Records drawn from a dataset:
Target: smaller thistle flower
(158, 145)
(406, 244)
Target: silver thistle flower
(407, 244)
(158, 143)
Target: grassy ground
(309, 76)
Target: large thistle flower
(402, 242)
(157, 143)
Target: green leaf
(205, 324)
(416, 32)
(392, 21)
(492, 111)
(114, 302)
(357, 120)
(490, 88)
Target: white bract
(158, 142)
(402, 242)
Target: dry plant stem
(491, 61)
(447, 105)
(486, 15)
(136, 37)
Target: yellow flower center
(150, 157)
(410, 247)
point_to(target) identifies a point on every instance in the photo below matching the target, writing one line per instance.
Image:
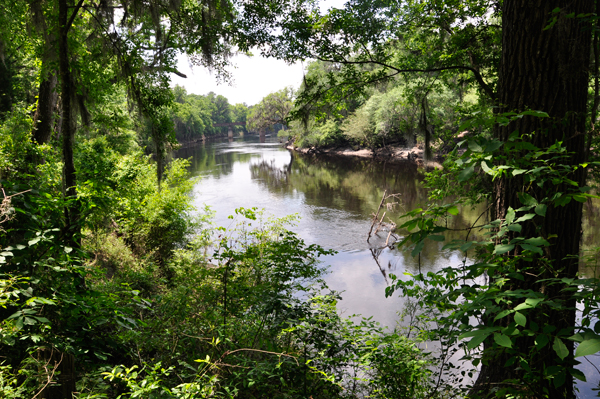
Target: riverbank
(391, 153)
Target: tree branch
(72, 19)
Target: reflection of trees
(591, 238)
(341, 183)
(356, 186)
(206, 157)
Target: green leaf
(466, 173)
(503, 248)
(588, 347)
(502, 314)
(532, 248)
(527, 199)
(510, 215)
(493, 145)
(560, 348)
(525, 217)
(541, 341)
(515, 227)
(520, 319)
(465, 247)
(537, 241)
(477, 340)
(418, 248)
(453, 210)
(486, 168)
(474, 146)
(437, 238)
(502, 340)
(541, 209)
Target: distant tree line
(196, 115)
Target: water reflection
(335, 197)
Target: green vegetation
(112, 285)
(195, 116)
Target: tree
(271, 110)
(541, 101)
(554, 80)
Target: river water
(335, 198)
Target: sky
(253, 78)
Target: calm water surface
(335, 198)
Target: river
(335, 198)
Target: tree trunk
(544, 70)
(43, 116)
(47, 96)
(68, 127)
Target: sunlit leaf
(502, 340)
(588, 347)
(560, 348)
(520, 319)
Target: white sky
(253, 77)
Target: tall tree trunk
(43, 116)
(546, 70)
(68, 126)
(47, 96)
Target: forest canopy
(113, 285)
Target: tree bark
(71, 228)
(545, 70)
(47, 96)
(43, 116)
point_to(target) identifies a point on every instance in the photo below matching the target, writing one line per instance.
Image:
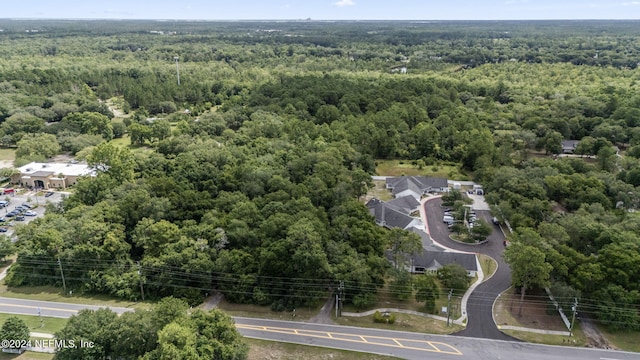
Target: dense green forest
(255, 191)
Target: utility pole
(574, 308)
(141, 286)
(176, 58)
(340, 297)
(449, 305)
(64, 284)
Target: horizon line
(301, 19)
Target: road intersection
(406, 345)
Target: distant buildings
(416, 186)
(569, 146)
(395, 213)
(51, 175)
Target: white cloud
(342, 3)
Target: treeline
(268, 214)
(259, 196)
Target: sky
(322, 9)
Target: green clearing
(47, 325)
(410, 168)
(578, 339)
(265, 312)
(7, 154)
(488, 264)
(387, 300)
(404, 322)
(262, 349)
(627, 341)
(125, 141)
(50, 293)
(379, 191)
(536, 316)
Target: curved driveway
(480, 305)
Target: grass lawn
(378, 191)
(125, 141)
(404, 322)
(262, 349)
(535, 315)
(627, 341)
(47, 325)
(488, 264)
(386, 300)
(7, 154)
(577, 340)
(50, 293)
(405, 167)
(265, 312)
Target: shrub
(383, 318)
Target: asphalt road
(417, 346)
(480, 322)
(406, 345)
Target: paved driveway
(480, 305)
(30, 198)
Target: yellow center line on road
(430, 346)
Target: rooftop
(40, 169)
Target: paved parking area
(29, 197)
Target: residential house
(416, 186)
(569, 146)
(51, 175)
(395, 213)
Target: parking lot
(18, 199)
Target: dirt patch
(537, 312)
(594, 337)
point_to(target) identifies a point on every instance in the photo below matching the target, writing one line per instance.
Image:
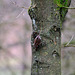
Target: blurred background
(68, 40)
(11, 10)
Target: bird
(37, 41)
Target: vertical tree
(46, 18)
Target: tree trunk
(47, 54)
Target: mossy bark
(47, 58)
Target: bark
(46, 22)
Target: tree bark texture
(46, 22)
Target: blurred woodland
(15, 19)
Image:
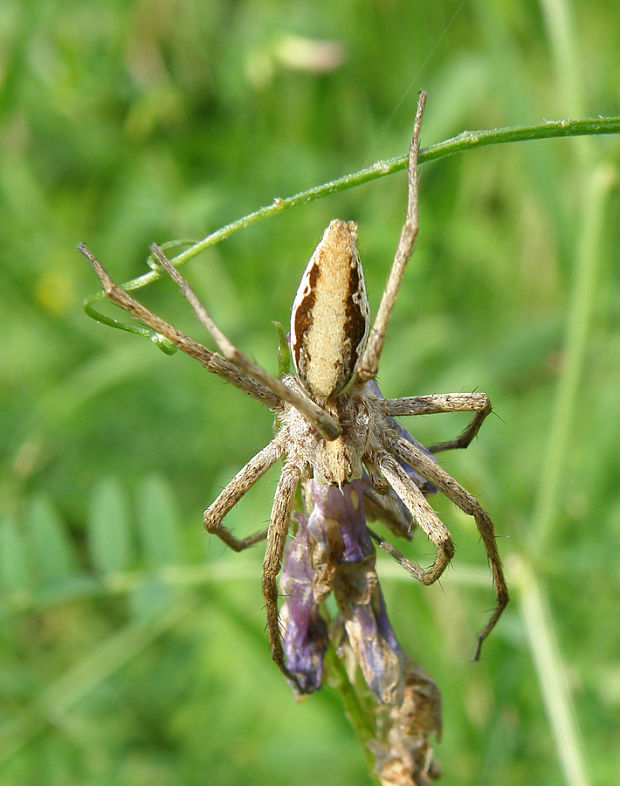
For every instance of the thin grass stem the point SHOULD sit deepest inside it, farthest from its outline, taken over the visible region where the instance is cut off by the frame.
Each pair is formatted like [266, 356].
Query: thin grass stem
[466, 140]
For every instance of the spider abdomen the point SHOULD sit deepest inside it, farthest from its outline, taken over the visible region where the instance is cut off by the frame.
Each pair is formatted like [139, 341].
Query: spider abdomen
[330, 315]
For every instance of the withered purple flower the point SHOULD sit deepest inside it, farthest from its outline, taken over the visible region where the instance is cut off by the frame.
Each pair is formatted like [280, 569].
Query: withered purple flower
[332, 551]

> [PROBLEM]: In your copy, repeat the records above exactly and include no images.

> [SOLVED PROBLEM]:
Target: smaller thistle flower
(158, 145)
(406, 244)
Target: silver thistle flower
(407, 244)
(158, 143)
Target: grassy ground
(309, 76)
Target: large thistle flower
(402, 242)
(157, 143)
Target: green leaf
(205, 324)
(416, 32)
(392, 21)
(492, 111)
(114, 302)
(357, 120)
(490, 88)
Target: white bract
(158, 142)
(402, 242)
Target: dry plant stem
(491, 61)
(447, 105)
(486, 15)
(136, 37)
Target: yellow flower center
(150, 157)
(410, 247)
point_to(target) identifies a point on every instance in the photo below matching the target, writing one line per instance.
Image:
Target: riverbank
(391, 153)
Target: tree branch
(72, 19)
Target: reflection of trees
(591, 238)
(341, 183)
(356, 186)
(206, 157)
Target: green leaf
(466, 173)
(503, 248)
(588, 347)
(502, 314)
(532, 248)
(527, 199)
(510, 215)
(493, 145)
(560, 348)
(525, 217)
(541, 341)
(515, 227)
(520, 319)
(465, 247)
(537, 241)
(477, 340)
(418, 248)
(453, 210)
(486, 168)
(474, 146)
(437, 238)
(502, 340)
(541, 209)
Target: distant tree line
(196, 115)
Target: water reflection
(335, 197)
Target: green vegetation
(112, 285)
(195, 116)
Target: tree
(271, 110)
(541, 101)
(554, 80)
Target: river water
(335, 198)
Target: sky
(253, 78)
Target: calm water surface
(335, 198)
Target: river
(335, 198)
Target: tree trunk
(544, 70)
(43, 116)
(47, 96)
(68, 127)
Target: sunlit leaf
(502, 340)
(588, 347)
(560, 348)
(520, 319)
Target: white sky
(253, 77)
Target: tall tree trunk
(43, 116)
(546, 70)
(68, 126)
(47, 96)
Target: forest canopy
(113, 285)
Target: tree bark
(71, 228)
(545, 70)
(47, 96)
(43, 116)
point_to(target) identifies a point on every instance in the photo below matching the target, writing one line per instance.
Image:
Target: dense green forest
(255, 191)
Target: utility pole
(574, 308)
(141, 286)
(176, 58)
(340, 297)
(449, 305)
(64, 284)
Target: horizon line
(301, 19)
Target: road intersection
(406, 345)
Target: distant buildings
(416, 186)
(569, 146)
(395, 213)
(51, 175)
Target: white cloud
(342, 3)
Target: treeline
(268, 214)
(259, 196)
Target: sky
(322, 9)
Target: green clearing
(47, 325)
(410, 168)
(578, 339)
(265, 312)
(7, 154)
(488, 264)
(387, 300)
(404, 322)
(262, 349)
(627, 341)
(125, 141)
(50, 293)
(379, 191)
(536, 316)
Target: curved driveway
(480, 305)
Target: grass lawn
(378, 191)
(125, 141)
(404, 322)
(262, 349)
(535, 315)
(627, 341)
(47, 325)
(488, 264)
(386, 300)
(7, 154)
(577, 340)
(50, 293)
(405, 167)
(265, 312)
Target: shrub
(383, 318)
Target: asphalt road
(417, 346)
(480, 322)
(406, 345)
Target: paved driveway
(480, 305)
(30, 198)
Target: yellow center line on road
(430, 346)
Target: rooftop
(40, 169)
Target: paved parking area
(29, 197)
Target: residential house
(416, 186)
(569, 146)
(51, 175)
(395, 213)
Target: parking lot
(18, 199)
Target: dirt patch
(537, 312)
(594, 337)
point_to(target) identifies a point on every instance in the photo below matching the target, writing one line per instance.
Image:
Target: blurred background
(68, 40)
(11, 10)
Target: bird
(37, 41)
Target: vertical tree
(46, 18)
Target: tree trunk
(47, 54)
Target: mossy bark
(47, 58)
Target: bark
(46, 22)
Target: tree bark texture
(46, 22)
Target: blurred woodland
(15, 19)
Image:
For every instance of the thin grass stem the point SHOULD sit deepest inside it, farthest from its outline, taken over the visible region where the instance is cut off by the frame.
Each pair is formatted like [266, 356].
Query: thin grass stem
[466, 140]
For every instance of the spider abdomen the point SHOULD sit deepest inside it, farthest from its outline, taken over the visible region where the instance is cut off by the frame.
Each pair is formatted like [139, 341].
Query: spider abdomen
[330, 315]
For every instance of the withered purple flower the point SHOULD sit deepest inside it, farthest from its outline, taken over the visible region where the instance is cut off by the frame.
Each pair is formatted like [280, 569].
Query: withered purple flower
[332, 551]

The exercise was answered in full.